● Labeled area outline entries:
════════════════════

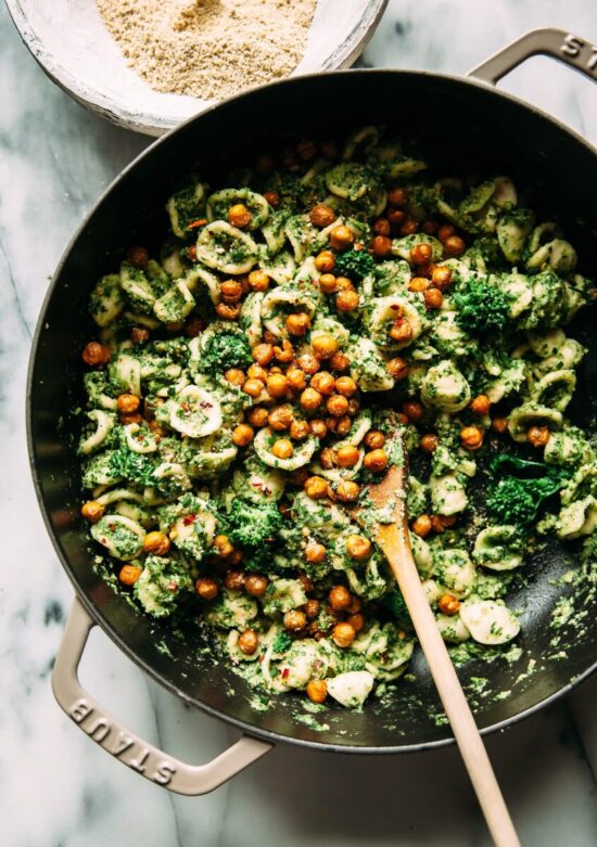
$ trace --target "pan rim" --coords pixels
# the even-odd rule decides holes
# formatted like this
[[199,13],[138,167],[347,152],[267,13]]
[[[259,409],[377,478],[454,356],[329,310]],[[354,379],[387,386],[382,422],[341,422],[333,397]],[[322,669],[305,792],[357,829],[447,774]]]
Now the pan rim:
[[[38,467],[37,467],[37,455],[36,455],[36,447],[33,436],[33,385],[34,385],[34,375],[36,370],[36,363],[38,358],[38,347],[40,343],[40,338],[42,336],[42,333],[45,331],[45,324],[46,324],[46,316],[50,306],[50,303],[53,298],[53,294],[55,288],[58,287],[62,271],[64,269],[64,266],[68,259],[68,256],[71,255],[75,244],[79,240],[79,238],[85,232],[85,229],[88,227],[89,221],[94,217],[98,209],[102,206],[104,200],[112,193],[112,191],[119,184],[119,182],[131,171],[134,168],[136,168],[141,161],[143,161],[147,156],[151,155],[153,151],[161,144],[168,143],[169,139],[173,138],[176,133],[181,132],[187,129],[191,124],[195,121],[200,121],[205,115],[211,114],[212,112],[227,107],[229,104],[234,103],[240,100],[244,100],[251,97],[256,97],[263,90],[268,90],[271,88],[279,88],[279,87],[290,87],[290,86],[296,86],[301,85],[303,80],[307,79],[317,79],[320,77],[348,77],[350,75],[358,74],[361,76],[396,76],[396,77],[422,77],[423,79],[442,79],[447,80],[449,82],[455,82],[462,85],[465,87],[471,86],[473,88],[478,88],[483,90],[488,97],[495,97],[496,99],[505,99],[507,101],[510,101],[515,103],[517,106],[522,106],[523,108],[536,114],[539,118],[551,124],[555,128],[558,130],[564,132],[566,134],[570,136],[576,143],[584,146],[588,153],[593,155],[597,155],[597,149],[588,142],[586,139],[584,139],[582,136],[580,136],[577,132],[575,132],[570,127],[566,126],[562,121],[559,119],[548,115],[547,113],[543,112],[542,110],[537,108],[536,106],[533,106],[529,103],[526,103],[524,100],[510,94],[508,92],[500,91],[490,84],[486,84],[482,80],[478,80],[471,77],[462,77],[457,76],[454,74],[436,74],[429,70],[407,70],[407,69],[398,69],[398,68],[354,68],[348,70],[335,70],[335,72],[329,72],[326,74],[306,74],[302,76],[291,77],[281,81],[277,82],[270,82],[264,86],[259,86],[256,88],[253,88],[249,91],[242,92],[240,94],[237,94],[233,98],[230,98],[229,100],[221,101],[219,103],[215,103],[205,111],[201,112],[199,115],[194,115],[188,120],[180,124],[175,129],[170,130],[166,134],[158,138],[156,141],[151,143],[144,151],[142,151],[138,156],[136,156],[132,162],[130,162],[107,185],[107,188],[100,194],[98,200],[93,203],[90,210],[85,215],[82,221],[79,223],[79,226],[76,228],[73,236],[69,239],[66,247],[64,248],[64,252],[61,255],[61,258],[56,265],[56,268],[54,270],[54,273],[52,274],[52,279],[50,281],[50,284],[48,286],[48,291],[43,297],[43,301],[41,304],[41,308],[39,311],[39,316],[36,322],[36,328],[34,332],[34,336],[31,339],[31,348],[29,354],[29,361],[27,367],[27,381],[26,381],[26,393],[25,393],[25,402],[26,402],[26,410],[25,410],[25,418],[26,418],[26,435],[27,435],[27,454],[29,460],[29,467],[31,472],[31,478],[34,483],[34,489],[36,492],[37,501],[39,511],[41,512],[41,516],[43,519],[43,523],[46,525],[46,529],[48,531],[48,535],[51,539],[52,546],[58,554],[58,557],[62,564],[62,567],[66,572],[71,582],[73,583],[75,594],[78,596],[82,605],[85,606],[88,614],[91,616],[93,621],[97,626],[104,631],[109,638],[113,641],[116,646],[123,651],[123,653],[131,659],[141,670],[147,672],[152,679],[154,679],[156,682],[158,682],[164,689],[169,691],[172,694],[175,694],[177,697],[179,697],[182,702],[187,703],[188,705],[194,706],[195,708],[199,708],[201,711],[204,711],[205,714],[217,718],[218,720],[221,720],[239,730],[241,730],[244,734],[253,735],[255,737],[263,739],[265,741],[269,741],[272,743],[280,743],[280,744],[292,744],[301,747],[307,747],[310,749],[319,750],[319,752],[329,752],[329,753],[345,753],[345,754],[383,754],[383,755],[396,755],[396,754],[404,754],[404,753],[418,753],[422,750],[428,749],[439,749],[442,747],[449,746],[455,743],[455,740],[452,735],[448,735],[444,739],[439,739],[430,742],[422,742],[417,744],[399,744],[399,745],[393,745],[393,746],[358,746],[354,744],[336,744],[336,743],[327,743],[327,742],[320,742],[320,741],[312,741],[312,740],[305,740],[305,739],[297,739],[290,735],[282,735],[277,732],[272,732],[270,730],[264,730],[257,727],[254,727],[251,723],[246,723],[245,721],[239,720],[237,718],[233,718],[229,715],[223,714],[218,709],[201,702],[196,701],[186,692],[181,691],[174,682],[170,682],[165,677],[163,677],[158,671],[156,671],[148,662],[145,662],[143,658],[141,658],[134,650],[130,647],[125,640],[116,632],[116,630],[112,627],[112,625],[103,617],[101,612],[94,606],[94,604],[89,600],[85,591],[81,589],[80,585],[78,583],[77,578],[75,577],[75,574],[71,567],[71,563],[68,561],[68,557],[63,552],[61,544],[58,540],[58,537],[54,532],[54,528],[51,525],[50,516],[48,513],[48,510],[46,508],[46,503],[43,501],[42,496],[42,489],[41,489],[41,482],[38,474]],[[481,731],[482,735],[490,735],[492,733],[498,732],[498,731],[505,731],[506,729],[515,726],[521,720],[524,720],[532,715],[536,714],[541,709],[545,708],[546,706],[551,705],[560,697],[564,696],[566,694],[570,693],[576,685],[581,684],[585,680],[587,680],[595,671],[597,670],[597,658],[595,662],[589,665],[582,673],[574,677],[568,684],[559,689],[558,691],[554,692],[552,694],[548,695],[544,700],[535,703],[533,706],[530,706],[526,709],[523,709],[522,711],[518,713],[517,715],[513,715],[509,718],[506,718],[503,721],[499,721],[497,723],[493,723],[488,727],[483,728]]]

════════════════════

● PROBLEM: Retype the whole listing above line for line, without any changes, and leave out the picture.

● EXPECTED ANSWER:
$ trace --target "pan rim" --coords pixels
# the even-odd rule decides holes
# formatted like this
[[199,13],[138,167],[347,152],[267,13]]
[[[259,409],[377,478],[454,356],[329,310]],[[354,379],[387,386],[382,422],[341,422],[333,397]],[[322,669],[305,792],[357,829],[447,774]]]
Now the pan rim:
[[[38,467],[37,467],[37,455],[36,455],[36,447],[33,436],[33,385],[34,385],[34,375],[36,370],[36,363],[38,358],[38,347],[40,343],[40,338],[42,336],[42,333],[45,331],[45,324],[46,324],[46,316],[50,306],[50,303],[53,298],[53,294],[55,288],[58,287],[62,271],[64,269],[64,266],[68,259],[68,256],[71,255],[75,244],[79,240],[79,238],[85,232],[85,229],[88,227],[89,221],[94,217],[98,209],[102,206],[104,200],[112,193],[112,191],[119,184],[119,182],[131,171],[134,168],[136,168],[141,161],[143,161],[147,156],[151,155],[153,151],[161,144],[168,143],[169,139],[173,138],[176,133],[181,132],[187,129],[191,124],[195,121],[200,121],[205,115],[211,114],[212,112],[227,107],[229,104],[234,103],[240,100],[244,100],[251,97],[256,97],[263,90],[268,90],[271,88],[279,88],[279,87],[290,87],[290,86],[296,86],[301,85],[303,80],[307,79],[317,79],[320,77],[348,77],[350,75],[358,74],[361,76],[396,76],[396,77],[422,77],[423,79],[442,79],[447,80],[449,82],[455,82],[462,85],[465,87],[471,86],[473,88],[478,88],[483,90],[488,97],[495,97],[496,99],[505,99],[507,101],[510,101],[515,103],[517,106],[522,106],[523,108],[536,114],[539,118],[551,124],[555,128],[558,130],[564,132],[566,134],[570,136],[576,143],[584,146],[588,153],[593,155],[597,155],[597,149],[588,142],[586,139],[584,139],[582,136],[580,136],[577,132],[575,132],[570,127],[566,126],[562,121],[559,119],[548,115],[547,113],[543,112],[542,110],[537,108],[536,106],[533,106],[529,103],[526,103],[524,100],[510,94],[508,92],[500,91],[490,84],[486,84],[482,80],[478,80],[471,77],[462,77],[457,76],[454,74],[436,74],[429,70],[407,70],[407,69],[398,69],[398,68],[354,68],[348,70],[335,70],[335,72],[329,72],[326,74],[306,74],[302,76],[291,77],[281,81],[277,82],[270,82],[264,86],[259,86],[256,88],[253,88],[249,91],[242,92],[240,94],[237,94],[233,98],[230,98],[229,100],[221,101],[219,103],[215,103],[205,111],[201,112],[199,115],[194,115],[188,120],[180,124],[175,129],[170,130],[166,134],[158,138],[156,141],[151,143],[144,151],[142,151],[138,156],[136,156],[132,162],[130,162],[107,185],[107,188],[100,194],[98,200],[93,203],[90,210],[85,215],[82,221],[79,223],[79,226],[76,228],[73,236],[69,239],[66,247],[64,248],[64,252],[61,255],[61,258],[56,265],[56,268],[54,270],[54,273],[52,274],[52,279],[50,281],[50,284],[48,286],[48,291],[43,297],[43,301],[41,304],[41,308],[39,311],[39,316],[36,322],[36,328],[34,332],[34,336],[31,339],[31,348],[29,354],[29,361],[27,367],[27,381],[26,381],[26,393],[25,393],[25,402],[26,402],[26,410],[25,410],[25,418],[26,418],[26,435],[27,435],[27,454],[29,460],[29,467],[31,472],[31,478],[34,483],[34,489],[36,492],[37,501],[39,511],[41,512],[41,516],[43,519],[43,523],[46,525],[46,529],[48,531],[48,535],[51,539],[52,546],[58,554],[58,557],[62,564],[62,567],[66,572],[71,582],[73,583],[75,594],[78,596],[82,605],[85,606],[88,614],[91,616],[93,621],[97,626],[104,631],[109,638],[113,641],[116,646],[123,651],[123,653],[131,659],[141,670],[147,672],[152,679],[154,679],[156,682],[158,682],[164,689],[169,691],[172,694],[175,694],[177,697],[179,697],[182,702],[187,703],[188,705],[194,706],[195,708],[199,708],[201,711],[204,711],[205,714],[217,718],[218,720],[221,720],[239,730],[241,730],[244,734],[253,735],[255,737],[263,739],[265,741],[269,741],[272,743],[280,743],[280,744],[292,744],[301,747],[307,747],[310,749],[319,750],[319,752],[329,752],[329,753],[345,753],[345,754],[383,754],[383,755],[396,755],[396,754],[404,754],[404,753],[418,753],[422,750],[428,749],[439,749],[442,747],[449,746],[455,743],[455,740],[452,735],[448,735],[444,739],[439,739],[430,742],[422,742],[417,744],[399,744],[399,745],[393,745],[393,746],[358,746],[354,744],[336,744],[336,743],[327,743],[327,742],[320,742],[320,741],[312,741],[312,740],[305,740],[305,739],[297,739],[290,735],[282,735],[277,732],[272,732],[270,730],[264,730],[257,727],[254,727],[251,723],[246,723],[245,721],[239,720],[237,718],[233,718],[229,715],[223,714],[218,709],[201,702],[196,701],[186,692],[181,691],[174,682],[170,682],[165,677],[163,677],[158,671],[156,671],[148,662],[145,662],[143,658],[141,658],[134,650],[130,647],[125,640],[116,632],[116,630],[112,627],[112,625],[103,617],[101,612],[94,606],[94,604],[89,600],[85,591],[81,589],[80,585],[78,583],[77,578],[75,577],[75,574],[71,567],[71,563],[68,561],[68,557],[63,552],[61,544],[58,540],[58,537],[54,532],[54,528],[51,525],[50,516],[48,513],[48,510],[46,508],[46,503],[43,501],[42,496],[42,489],[41,489],[41,482],[38,474]],[[481,731],[482,735],[490,735],[492,733],[498,732],[498,731],[505,731],[506,729],[515,726],[521,720],[524,720],[532,715],[536,714],[541,709],[545,708],[546,706],[551,705],[560,697],[564,696],[566,694],[570,693],[576,685],[581,684],[585,680],[587,680],[595,671],[597,670],[597,658],[595,662],[589,665],[582,673],[574,677],[568,684],[559,689],[558,691],[554,692],[552,694],[548,695],[544,700],[535,703],[533,706],[530,706],[526,709],[523,709],[522,711],[518,713],[517,715],[513,715],[509,718],[506,718],[503,721],[499,721],[497,723],[493,723],[488,727],[483,728]]]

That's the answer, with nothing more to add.